C’était le 3 octobre 2010, un jour charnière dans l’Histoire de notre club, l’amorce du retour vers les sommets. Après une longue traversée du désert, le Borussia Dortmund était de retour aux affaires. En atomisant le Bayern Munich dans un Westfalenstadion en transe, le BVB confirmait son début de saison éblouissant et s’octroyait déjà dix points d’avance sur le Rekordmeister.
Borussia Dortmund – Bayern Munich, c’était le grand choc du football allemand dans les années 1990. Depuis, le BVB a connu une grave crise financière, a failli disparaître et a dû revoir ses ambitions à la baisse. Du coup, Dortmund – Bayern, ça restait un duel de prestige mais les deux clubs ne militaient plus vraiment dans la même catégorie, tant financièrement que sportivement. Aujourd’hui, il y a toujours un gouffre entre les deux sur le plan financier, les seuls transferts de Tymoschchuk et Gomez, habituellement remplaçants au Bayern, ont coûté plus chers que les salaires annuels de tout l’effectif du BVB. En revanche, sur le plan sportif, la politique de reconstruction du Borussia en misant sur les jeunes commence à porter ses fruits et, au coup d’envoi, c’est bien Dortmund qui possède la meilleure attaque et la meilleure défense de la ligue, avec sept points d’avance sur le Bayern, plus mauvaise attaque du championnat ! Et cette euphorie dortumundoise n’a même pas été ébréchée par le vilain arbitre anglais qui avait floué le BVB trois jours auparavant en Europa League contre des Sévillans recroquevillés en défense et incapables de se créer des occasions de but. Comme quoi, l’histoire est un éternel recommencement… Mais laissons nos amis d’outre-Pyrénées à leurs magouilles, contrôles positifs et autres spécialités locales et revenons au vrai sport.

DONNÉES EXTRAITES:
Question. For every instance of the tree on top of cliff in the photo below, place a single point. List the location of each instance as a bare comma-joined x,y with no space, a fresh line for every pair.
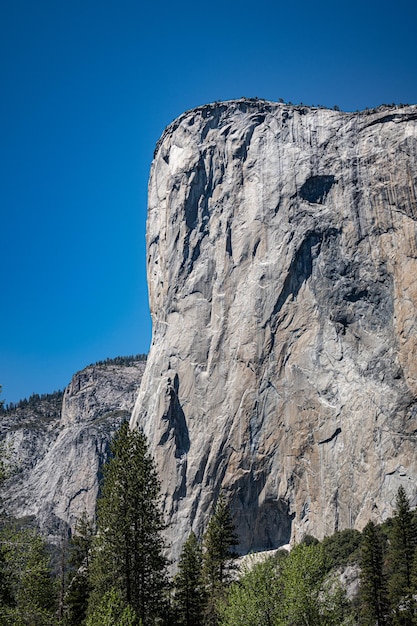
127,553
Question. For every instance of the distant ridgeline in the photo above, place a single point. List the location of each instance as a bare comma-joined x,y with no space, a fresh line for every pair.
36,402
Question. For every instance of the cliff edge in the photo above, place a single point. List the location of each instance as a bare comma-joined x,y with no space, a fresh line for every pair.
282,267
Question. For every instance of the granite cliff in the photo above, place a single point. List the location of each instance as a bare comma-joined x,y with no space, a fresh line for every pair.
56,445
282,270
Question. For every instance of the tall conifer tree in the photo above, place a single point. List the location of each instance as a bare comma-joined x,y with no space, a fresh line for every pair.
402,547
373,587
218,558
128,551
189,593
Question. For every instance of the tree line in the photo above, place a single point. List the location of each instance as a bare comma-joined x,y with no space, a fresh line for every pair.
113,570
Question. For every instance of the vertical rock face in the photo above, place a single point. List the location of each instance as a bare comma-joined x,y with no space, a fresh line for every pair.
56,457
282,270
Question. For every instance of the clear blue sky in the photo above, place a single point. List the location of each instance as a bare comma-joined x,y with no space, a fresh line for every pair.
87,88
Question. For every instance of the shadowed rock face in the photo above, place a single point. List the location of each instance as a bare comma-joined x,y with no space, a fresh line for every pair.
57,456
282,272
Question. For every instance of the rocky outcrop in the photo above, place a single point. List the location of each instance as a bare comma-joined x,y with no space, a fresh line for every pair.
282,270
56,457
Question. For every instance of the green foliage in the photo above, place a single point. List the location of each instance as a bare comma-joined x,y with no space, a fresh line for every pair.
31,591
189,592
46,405
309,596
374,604
78,588
128,547
342,547
218,558
112,611
124,361
256,597
401,551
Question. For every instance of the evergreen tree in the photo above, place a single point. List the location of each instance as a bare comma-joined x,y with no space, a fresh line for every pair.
310,597
127,554
32,589
112,611
402,547
78,589
373,587
256,598
218,558
189,594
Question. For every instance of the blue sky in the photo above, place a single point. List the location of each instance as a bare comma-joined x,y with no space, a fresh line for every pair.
87,89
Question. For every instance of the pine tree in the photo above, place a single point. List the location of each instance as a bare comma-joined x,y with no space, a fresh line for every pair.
32,589
189,594
78,589
111,611
127,553
373,588
218,558
402,547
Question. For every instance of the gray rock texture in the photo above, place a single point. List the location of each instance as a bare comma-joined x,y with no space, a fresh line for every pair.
56,456
282,269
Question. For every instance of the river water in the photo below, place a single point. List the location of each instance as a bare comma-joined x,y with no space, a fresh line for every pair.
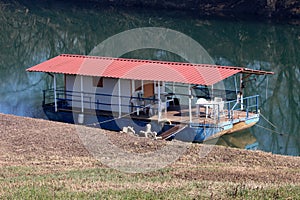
33,32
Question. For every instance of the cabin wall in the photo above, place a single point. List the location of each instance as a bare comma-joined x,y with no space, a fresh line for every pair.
109,99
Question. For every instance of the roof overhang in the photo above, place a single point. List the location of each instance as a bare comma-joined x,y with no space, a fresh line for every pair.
202,74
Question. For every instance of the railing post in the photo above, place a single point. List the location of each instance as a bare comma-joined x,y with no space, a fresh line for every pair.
44,97
256,103
228,108
54,88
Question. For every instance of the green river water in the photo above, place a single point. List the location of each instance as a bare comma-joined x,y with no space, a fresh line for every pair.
32,33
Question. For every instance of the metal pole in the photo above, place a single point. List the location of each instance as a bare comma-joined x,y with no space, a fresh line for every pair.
54,88
159,101
119,95
173,88
241,91
190,103
81,91
132,86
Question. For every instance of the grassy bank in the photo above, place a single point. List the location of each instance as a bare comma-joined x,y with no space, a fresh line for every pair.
45,160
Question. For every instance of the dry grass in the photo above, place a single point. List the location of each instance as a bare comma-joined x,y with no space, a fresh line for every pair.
48,160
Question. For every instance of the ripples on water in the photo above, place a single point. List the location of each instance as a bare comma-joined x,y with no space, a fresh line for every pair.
32,33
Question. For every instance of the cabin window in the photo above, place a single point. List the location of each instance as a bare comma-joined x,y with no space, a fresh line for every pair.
98,81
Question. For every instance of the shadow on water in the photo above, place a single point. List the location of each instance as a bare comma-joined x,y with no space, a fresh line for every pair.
31,33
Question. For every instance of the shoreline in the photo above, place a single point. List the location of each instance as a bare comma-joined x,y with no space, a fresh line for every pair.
44,155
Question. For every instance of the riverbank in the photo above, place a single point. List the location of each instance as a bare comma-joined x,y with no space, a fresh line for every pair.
275,9
47,159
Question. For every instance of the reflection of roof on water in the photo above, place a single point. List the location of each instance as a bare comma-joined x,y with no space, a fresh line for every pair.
202,74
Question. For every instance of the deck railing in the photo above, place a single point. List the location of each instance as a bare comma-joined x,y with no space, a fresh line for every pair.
248,104
66,99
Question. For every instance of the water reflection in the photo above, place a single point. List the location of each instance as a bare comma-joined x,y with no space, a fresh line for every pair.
31,33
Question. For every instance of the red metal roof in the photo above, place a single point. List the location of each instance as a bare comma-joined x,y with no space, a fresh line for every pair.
202,74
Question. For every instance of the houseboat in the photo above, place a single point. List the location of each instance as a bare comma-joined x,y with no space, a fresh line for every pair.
178,100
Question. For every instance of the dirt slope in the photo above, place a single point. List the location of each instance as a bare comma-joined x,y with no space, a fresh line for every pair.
57,146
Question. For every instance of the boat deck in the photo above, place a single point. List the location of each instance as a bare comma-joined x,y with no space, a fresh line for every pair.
176,116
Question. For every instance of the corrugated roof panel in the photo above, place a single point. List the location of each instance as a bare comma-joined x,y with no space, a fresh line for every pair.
202,74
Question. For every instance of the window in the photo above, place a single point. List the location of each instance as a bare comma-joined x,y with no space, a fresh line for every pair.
98,81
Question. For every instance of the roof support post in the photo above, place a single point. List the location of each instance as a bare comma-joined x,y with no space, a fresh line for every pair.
241,91
159,100
190,103
54,90
173,87
81,93
132,86
119,96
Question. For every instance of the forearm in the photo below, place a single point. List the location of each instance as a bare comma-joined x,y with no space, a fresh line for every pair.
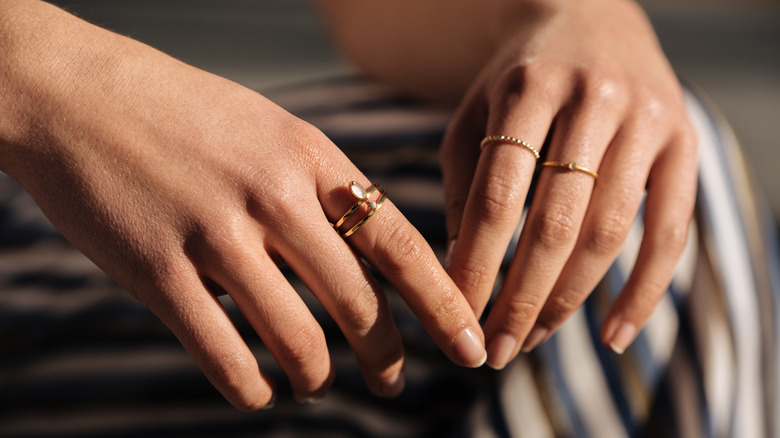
433,48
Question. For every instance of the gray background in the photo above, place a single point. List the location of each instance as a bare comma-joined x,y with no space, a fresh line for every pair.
731,48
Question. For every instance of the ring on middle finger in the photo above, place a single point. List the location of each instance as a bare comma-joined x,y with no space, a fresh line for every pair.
363,197
571,166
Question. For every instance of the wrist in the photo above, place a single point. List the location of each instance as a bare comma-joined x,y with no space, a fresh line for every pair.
53,67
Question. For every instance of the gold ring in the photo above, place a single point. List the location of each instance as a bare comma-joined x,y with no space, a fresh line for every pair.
359,193
507,139
571,166
362,195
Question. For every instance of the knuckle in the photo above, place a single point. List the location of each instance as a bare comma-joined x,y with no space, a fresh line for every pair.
305,345
234,374
524,75
522,310
608,232
360,313
603,90
555,227
472,276
559,307
496,199
671,239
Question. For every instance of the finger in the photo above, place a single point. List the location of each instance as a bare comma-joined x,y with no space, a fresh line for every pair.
336,276
240,264
671,194
613,206
202,326
458,157
496,198
561,198
394,247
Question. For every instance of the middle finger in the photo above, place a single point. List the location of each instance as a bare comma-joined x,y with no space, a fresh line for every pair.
561,198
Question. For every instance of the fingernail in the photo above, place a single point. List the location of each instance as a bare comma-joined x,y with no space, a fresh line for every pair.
537,335
448,255
500,351
271,403
622,337
470,350
392,386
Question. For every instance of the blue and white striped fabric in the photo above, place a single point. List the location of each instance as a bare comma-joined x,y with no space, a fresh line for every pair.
78,357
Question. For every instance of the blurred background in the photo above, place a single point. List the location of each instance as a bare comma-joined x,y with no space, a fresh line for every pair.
730,48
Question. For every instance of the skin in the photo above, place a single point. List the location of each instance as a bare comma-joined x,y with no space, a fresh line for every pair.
582,81
182,186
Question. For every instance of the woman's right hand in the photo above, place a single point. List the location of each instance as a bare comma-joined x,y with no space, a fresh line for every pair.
182,185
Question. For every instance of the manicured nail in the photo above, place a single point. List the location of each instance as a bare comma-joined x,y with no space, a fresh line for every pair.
470,350
271,403
448,255
501,350
622,337
536,337
392,386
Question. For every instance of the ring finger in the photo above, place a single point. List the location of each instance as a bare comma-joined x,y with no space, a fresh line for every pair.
561,197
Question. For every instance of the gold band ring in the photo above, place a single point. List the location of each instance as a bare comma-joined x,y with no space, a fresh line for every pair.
571,166
362,195
507,139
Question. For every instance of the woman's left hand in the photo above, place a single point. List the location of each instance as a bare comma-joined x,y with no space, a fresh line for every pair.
588,83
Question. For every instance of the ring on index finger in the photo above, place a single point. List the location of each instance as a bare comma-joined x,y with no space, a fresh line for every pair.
363,197
507,139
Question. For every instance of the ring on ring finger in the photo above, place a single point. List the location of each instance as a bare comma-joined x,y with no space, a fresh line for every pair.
363,197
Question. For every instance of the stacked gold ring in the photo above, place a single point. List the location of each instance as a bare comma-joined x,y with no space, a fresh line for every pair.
363,197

TRAVAIL DEMANDÉ:
A – Dans le texte sur le choc Dortmund – Bayern, quels transferts du Bayern ont coûté plus cher que les salaires annuels de tout l’effectif du BVB ?
B – Poursuivez le texte sur le choc Dortmund – Bayern à la suite de sa dernière phrase.

RÉPONSES PAR TÂCHE:
A – Les transferts de Tymoschchuk et de Gomez.

B –
Dortmund ist zu nervös
Au Bayern, on ne fait rien comme ailleurs et, alors que le club réalise son plus mauvais début de saison depuis des lustres, les dirigeants ont décidé de … prolonger le contrat de leur entraîneur Louis van Gaal. Une sorte de choc psychologique à l’envers. L’entraîneur batave a tenté de relancer son équipe en titularisant Braafheid et Gomez, très peu utilisés jusque-là, et en repositionnant Schweinsteiger en numéro 10. Cela ne fonctionne pas trop mal en première mi-temps : sans être transcendants, les Bavarois paraissent beaucoup plus solides et compacts qu’une semaine auparavant contre Mainz. « Dortmund ist zu nervös », assènent, avec leur arrogance caractéristique, les supporters du Bayern assis juste derrière nous, après avoir machiavéliquement dissimulé leurs attaches partisanes pour pénétrer dans un bloc normalement réservé aux supporters du BVB. Nous sommes bien entendu restés polis et courtois mais gageons que, la prochaine fois, ils ne viendront pas s’asseoir là : la deuxième mi-temps a dû être très, très, très longue pour eux.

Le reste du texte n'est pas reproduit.